→ WORK TASK:
Your response should consist of every entry, unchanged.

= = = =

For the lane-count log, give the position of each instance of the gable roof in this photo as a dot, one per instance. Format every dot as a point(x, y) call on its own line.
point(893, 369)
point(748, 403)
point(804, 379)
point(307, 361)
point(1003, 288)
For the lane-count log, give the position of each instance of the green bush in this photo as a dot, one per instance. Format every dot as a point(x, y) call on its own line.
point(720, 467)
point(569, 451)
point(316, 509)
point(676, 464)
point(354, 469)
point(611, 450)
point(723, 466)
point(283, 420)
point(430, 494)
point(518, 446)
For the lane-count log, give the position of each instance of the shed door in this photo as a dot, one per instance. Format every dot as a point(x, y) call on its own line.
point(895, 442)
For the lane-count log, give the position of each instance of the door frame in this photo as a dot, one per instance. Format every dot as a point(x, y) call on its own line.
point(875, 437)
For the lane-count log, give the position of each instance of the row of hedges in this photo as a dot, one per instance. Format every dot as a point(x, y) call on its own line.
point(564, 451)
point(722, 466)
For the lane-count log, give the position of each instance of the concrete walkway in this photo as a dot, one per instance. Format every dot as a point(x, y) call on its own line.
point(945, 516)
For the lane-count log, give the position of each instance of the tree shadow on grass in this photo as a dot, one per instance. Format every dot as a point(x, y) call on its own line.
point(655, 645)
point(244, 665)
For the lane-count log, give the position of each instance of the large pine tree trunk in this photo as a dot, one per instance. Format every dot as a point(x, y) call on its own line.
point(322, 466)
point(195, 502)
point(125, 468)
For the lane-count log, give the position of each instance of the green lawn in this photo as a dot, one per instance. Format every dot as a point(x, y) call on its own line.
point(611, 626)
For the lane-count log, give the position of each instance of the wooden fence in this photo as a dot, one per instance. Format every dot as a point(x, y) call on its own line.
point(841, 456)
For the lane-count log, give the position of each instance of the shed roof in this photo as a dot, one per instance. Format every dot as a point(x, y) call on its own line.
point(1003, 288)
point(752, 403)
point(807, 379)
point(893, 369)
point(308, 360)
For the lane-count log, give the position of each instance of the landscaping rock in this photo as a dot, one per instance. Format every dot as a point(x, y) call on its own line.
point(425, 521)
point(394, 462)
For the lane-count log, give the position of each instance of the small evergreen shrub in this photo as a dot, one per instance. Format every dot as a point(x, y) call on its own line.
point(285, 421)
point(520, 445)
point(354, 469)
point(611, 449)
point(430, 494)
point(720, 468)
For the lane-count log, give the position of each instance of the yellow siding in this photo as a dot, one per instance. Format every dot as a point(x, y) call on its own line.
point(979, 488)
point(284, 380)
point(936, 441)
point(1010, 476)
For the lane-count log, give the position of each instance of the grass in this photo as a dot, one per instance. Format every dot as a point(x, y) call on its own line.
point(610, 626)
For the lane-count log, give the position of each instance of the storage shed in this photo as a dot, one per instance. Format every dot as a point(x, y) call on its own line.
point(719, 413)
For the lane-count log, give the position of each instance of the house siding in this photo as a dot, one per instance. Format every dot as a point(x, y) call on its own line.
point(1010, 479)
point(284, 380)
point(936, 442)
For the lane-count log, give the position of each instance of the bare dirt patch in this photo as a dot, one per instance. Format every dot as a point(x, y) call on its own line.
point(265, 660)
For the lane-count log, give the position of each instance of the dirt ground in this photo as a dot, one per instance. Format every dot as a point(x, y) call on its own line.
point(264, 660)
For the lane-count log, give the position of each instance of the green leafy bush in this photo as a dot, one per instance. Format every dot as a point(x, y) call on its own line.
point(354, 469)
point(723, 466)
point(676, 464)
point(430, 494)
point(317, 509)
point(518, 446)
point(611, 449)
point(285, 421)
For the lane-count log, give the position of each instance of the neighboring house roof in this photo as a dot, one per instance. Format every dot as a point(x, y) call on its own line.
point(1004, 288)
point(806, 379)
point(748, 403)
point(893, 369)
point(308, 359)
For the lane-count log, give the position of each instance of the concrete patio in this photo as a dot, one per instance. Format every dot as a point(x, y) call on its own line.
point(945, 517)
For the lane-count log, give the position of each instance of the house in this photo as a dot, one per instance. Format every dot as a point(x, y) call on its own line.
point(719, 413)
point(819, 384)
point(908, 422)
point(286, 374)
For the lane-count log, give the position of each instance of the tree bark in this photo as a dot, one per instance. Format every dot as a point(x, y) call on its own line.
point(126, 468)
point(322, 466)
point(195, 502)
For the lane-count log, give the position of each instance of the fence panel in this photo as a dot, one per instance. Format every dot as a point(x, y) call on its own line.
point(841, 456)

= = = =

→ YOUR SOLUTION:
For the lane-count log, give the position of each instance of the gable roof in this photo as a dot, one per instance. Format every dot as a point(x, y) call on its own line.
point(893, 369)
point(748, 403)
point(804, 379)
point(307, 361)
point(1003, 288)
For the lane-count log, give the position of each instance of the green bush in this photo as a dot, one per instance. Format every dot as a point(x, y) call on its own line.
point(720, 467)
point(569, 451)
point(316, 509)
point(676, 464)
point(354, 469)
point(611, 450)
point(723, 466)
point(283, 420)
point(430, 494)
point(518, 446)
For the lane-count log, give the position of each instance of the shed door in this photo as a dot, one per instance. Format every dot as a point(x, y) call on its own line.
point(895, 442)
For the lane-count log, give the position of each instance of the door frame in this photo as a dot, one per instance. Format every dot as a point(x, y) call on its own line.
point(875, 437)
For the lane-count log, give the position of each instance of the row of hedges in this photo as a dot, one per instance. Format every dot as a point(x, y) call on its own line.
point(564, 451)
point(722, 466)
For the lane-count log, give the position of each instance of the concrete walkway in this photo as a dot, one per instance. Format every dot as a point(x, y) call on its own line.
point(945, 516)
For the lane-count log, give the position of each instance of the tree shadow on grass in this photo as a dot, one per instance. Format every dot as a point(x, y) call on its own line.
point(655, 645)
point(244, 665)
For the lane-count log, give the position of each instance of the large pine tree trunk in this photo as a dot, one per instance. Format every dot as a point(x, y) call on its own line.
point(322, 466)
point(195, 502)
point(125, 468)
For the lane-count log, give the position of each instance of the green lawn in this photo as a dot, one per instance. Format every dot as a point(x, y) call on its own line.
point(611, 626)
For the lane-count log, give the position of each instance of the wooden fence in this photo as a dot, one per instance. Format every dot as a point(x, y) call on its own line.
point(841, 456)
For the lane-count log, give the position of each instance of the shed roof in this photo as a dot, one per instance. Format every dot as a point(x, y) call on its own line.
point(1003, 288)
point(752, 403)
point(807, 379)
point(893, 369)
point(308, 360)
For the lane-count log, give the position of each instance of the landscaping rock in this photo as a dot, one per instance. Format every dot as a point(x, y) call on its own line.
point(425, 521)
point(394, 462)
For the lane-count log, give the position of each instance of the small evergreen shrub in this photo as a dot, one per instance. Format every dot as a point(x, y) call on its own line.
point(285, 421)
point(520, 445)
point(354, 469)
point(611, 449)
point(430, 494)
point(720, 468)
For the lane-count log, give the position of each instance of the yellow siding in this photo as a dot, one per instance. Format every dot as a point(x, y) call on its own line.
point(979, 488)
point(284, 380)
point(936, 441)
point(1010, 476)
For the lane-count log, give the position of each instance of the grass in this photo as a dot, one per instance. Format every dot as a point(x, y) call on its own line.
point(610, 626)
For the lane-count log, give the position of each instance of the storage shed in this photo as a dot, one per instance. Format every dot as a point(x, y) call on its own line.
point(719, 413)
For the lane-count log, give the position of each instance of the house siding in this photo as a dot, one per instance. Format every dot as a point(x, y) call on its own line.
point(1010, 479)
point(284, 380)
point(936, 442)
For the lane-count log, give the position of each instance of the bare dirt patch in this photo as a dot, one per instance. Format every dot as a point(x, y) call on its own line.
point(265, 660)
For the lane-count log, give the position of each instance of the dirt ground in this photo as a dot, one per instance. Format every dot as a point(x, y) call on its own line.
point(264, 660)
For the lane-count log, give the position of each instance of the green leafy bush in this photo as a dot, one per instance. Format every dot as a point(x, y) call on its own line.
point(354, 469)
point(723, 466)
point(676, 464)
point(430, 494)
point(317, 509)
point(518, 446)
point(611, 449)
point(285, 421)
For the lane-count log, give the position of each instance of the neighboring house roof in this photo as a dot, one per instance. Format every dot as a point(x, y) call on its own line.
point(1004, 288)
point(806, 379)
point(748, 403)
point(893, 369)
point(308, 359)
For the lane-count log, give the position of each instance of the concrete patio in this photo as a dot, one per instance. Format every dot as a point(x, y) call on its own line.
point(945, 517)
For the lane-count log, give the position of each instance of the house in this photo as a dot, one per instance. Format every dot as a point(x, y) call on its own line.
point(719, 413)
point(819, 384)
point(908, 422)
point(286, 374)
For the lane-count log, give the position of each instance of the tree bark in this photo as a dot, one per instance. Format every dot as a point(x, y) call on its own line.
point(126, 468)
point(322, 466)
point(195, 502)
For the lane-count log, give the position of each instance of the fence panel in this photo as a dot, one per instance. Format every dot as a point(x, y) call on its own line.
point(841, 456)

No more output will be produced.